- Material for this task -
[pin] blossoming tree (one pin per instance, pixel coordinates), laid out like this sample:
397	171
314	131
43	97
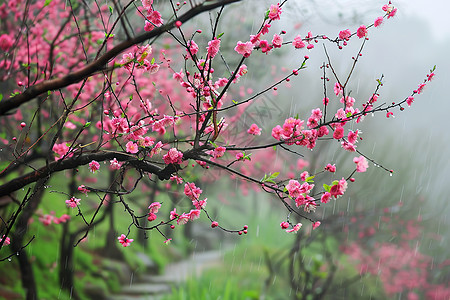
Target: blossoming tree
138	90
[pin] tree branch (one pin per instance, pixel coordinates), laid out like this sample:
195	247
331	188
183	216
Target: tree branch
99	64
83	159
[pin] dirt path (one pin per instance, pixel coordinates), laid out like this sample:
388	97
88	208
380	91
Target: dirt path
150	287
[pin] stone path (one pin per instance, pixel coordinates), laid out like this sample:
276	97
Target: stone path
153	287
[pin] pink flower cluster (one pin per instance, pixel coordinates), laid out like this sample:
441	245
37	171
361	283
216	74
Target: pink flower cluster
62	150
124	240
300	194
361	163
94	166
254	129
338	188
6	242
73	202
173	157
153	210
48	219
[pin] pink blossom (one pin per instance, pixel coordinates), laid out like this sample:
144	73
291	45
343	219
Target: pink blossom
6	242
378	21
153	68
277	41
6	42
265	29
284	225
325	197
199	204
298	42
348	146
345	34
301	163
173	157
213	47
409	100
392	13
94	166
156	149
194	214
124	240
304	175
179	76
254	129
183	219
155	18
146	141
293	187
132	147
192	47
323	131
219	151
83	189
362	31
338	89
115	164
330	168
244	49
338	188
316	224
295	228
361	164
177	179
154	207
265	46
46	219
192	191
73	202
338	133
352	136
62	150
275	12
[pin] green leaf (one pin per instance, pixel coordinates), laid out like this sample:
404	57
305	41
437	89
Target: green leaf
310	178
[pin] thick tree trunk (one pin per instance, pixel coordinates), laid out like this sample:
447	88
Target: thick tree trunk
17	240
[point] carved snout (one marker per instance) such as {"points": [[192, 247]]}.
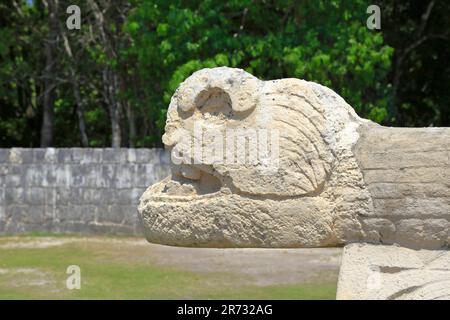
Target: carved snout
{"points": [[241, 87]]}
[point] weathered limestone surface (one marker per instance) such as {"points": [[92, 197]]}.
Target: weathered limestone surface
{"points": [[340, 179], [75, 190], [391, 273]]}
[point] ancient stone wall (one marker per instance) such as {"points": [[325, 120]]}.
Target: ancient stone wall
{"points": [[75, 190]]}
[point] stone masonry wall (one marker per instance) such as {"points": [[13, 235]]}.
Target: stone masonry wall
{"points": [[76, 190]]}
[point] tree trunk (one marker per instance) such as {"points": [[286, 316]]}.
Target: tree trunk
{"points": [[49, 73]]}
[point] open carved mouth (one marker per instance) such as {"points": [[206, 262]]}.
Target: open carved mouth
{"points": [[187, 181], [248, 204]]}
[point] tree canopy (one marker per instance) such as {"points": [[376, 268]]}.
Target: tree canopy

- Work to complete -
Once the pictures are removed, reproduce the remaining entries above exactly.

- Written answer -
[pin] blossoming tree (one pin per instance, pixel coordinates), laid out like this sample:
397	171
314	131
43	97
Target: blossoming tree
138	90
[pin] tree branch (one pin per instance, pixel coordinates), laid out like this sample:
195	247
331	188
183	216
Target: tree branch
99	64
83	159
[pin] dirt path (one pin per instance, pixel coordinates), laid out like this sample:
388	97
88	208
380	91
Target: dirt path
150	287
[pin] stone path (one pin per instance, pixel coordinates), laid out like this sample:
276	97
Target: stone path
153	287
[pin] pink flower cluster (one pin per instance, pixel coordinates), laid out like this sample:
441	245
37	171
361	283
216	74
Target: pink flower cluster
62	150
124	240
300	194
361	163
94	166
254	129
338	188
6	242
73	202
173	157
153	210
48	219
[pin] pink blossom (one pin per instance, pixel coordinates), laid out like this sample:
144	73
291	45
343	219
Target: pink blossom
6	242
378	21
153	68
277	41
6	42
265	29
284	225
325	197
199	204
298	42
348	146
345	34
301	163
173	157
213	47
409	100
392	13
94	166
156	149
194	214
124	240
304	175
179	76
254	129
183	219
155	18
146	141
293	187
132	147
192	47
323	131
219	151
83	189
362	31
338	89
115	164
330	168
244	49
338	188
316	224
295	228
361	164
177	179
154	207
265	46
46	219
192	191
73	202
338	133
352	136
62	150
275	12
[pin] green leaf (one pin per instance, pixel coordinates), laid out like this sample:
404	57
305	41
437	89
Target: green leaf
310	178
[pin] thick tree trunk (one pin per instance, pixel coordinates), laid out like this sample:
447	88
Target: thick tree trunk
17	240
[point] carved snout (one marker per instance) such as {"points": [[192, 247]]}.
Target: carved snout
{"points": [[241, 87]]}
[point] weathered limestone surface (one marker per instance) such as {"points": [[92, 197]]}.
Target: weathered limestone surface
{"points": [[340, 179], [75, 190], [391, 273]]}
[point] ancient stone wall (one marker per instance) such as {"points": [[325, 120]]}.
Target: ancient stone wall
{"points": [[75, 190]]}
[point] stone masonry wall (one marker per instance) such as {"points": [[13, 235]]}.
Target: stone masonry wall
{"points": [[76, 190]]}
[point] tree trunk (one marker per instance) such as {"points": [[286, 316]]}.
Target: tree trunk
{"points": [[49, 73]]}
[point] open carved mouth (one marker per instance) such as {"points": [[206, 262]]}.
Target: open carved mouth
{"points": [[187, 181], [248, 204]]}
[point] tree canopy (one marker per instance) such as {"points": [[376, 268]]}.
Target: tree canopy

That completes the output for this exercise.